## WHAT IS NEEDED
Rewrite the records below, replacing every "innermost point" with "central point" and keeping everything else unchanged. Leave the pictures out of your answer.

Collection entries:
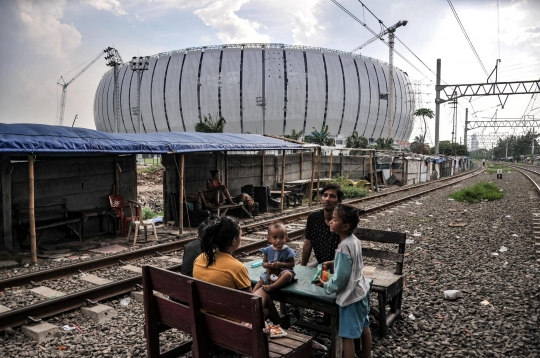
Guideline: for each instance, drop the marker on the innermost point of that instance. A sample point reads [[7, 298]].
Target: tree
[[294, 135], [356, 141], [208, 125], [424, 112], [382, 143], [321, 137], [418, 145]]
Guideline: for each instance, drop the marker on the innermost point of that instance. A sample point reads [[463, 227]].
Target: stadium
[[258, 88]]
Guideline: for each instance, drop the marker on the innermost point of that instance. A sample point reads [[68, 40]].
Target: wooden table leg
[[335, 339]]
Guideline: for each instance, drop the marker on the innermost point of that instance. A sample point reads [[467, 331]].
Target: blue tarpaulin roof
[[41, 138]]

## ANSWER TO THE PROBLEM
Guideline: for each instance, drop the marker on the central point of that instance. A sample point reads [[7, 298]].
Target: tree
[[294, 135], [356, 141], [208, 125], [424, 112], [382, 143], [321, 137], [418, 145]]
Guideline: for each instance, drop the marker on the central point of that instance. A sample point reads [[463, 227]].
Target: stadium
[[258, 88]]
Guideline: for each instance, drop the marker on the central point of that instance. A sample point reads [[68, 40]].
Target: wooden table leg
[[335, 339]]
Guideline: for each instance, drop the marker on the central point of that instance. A sample point reads [[467, 331]].
Target: blue tarpaulin roof
[[41, 138]]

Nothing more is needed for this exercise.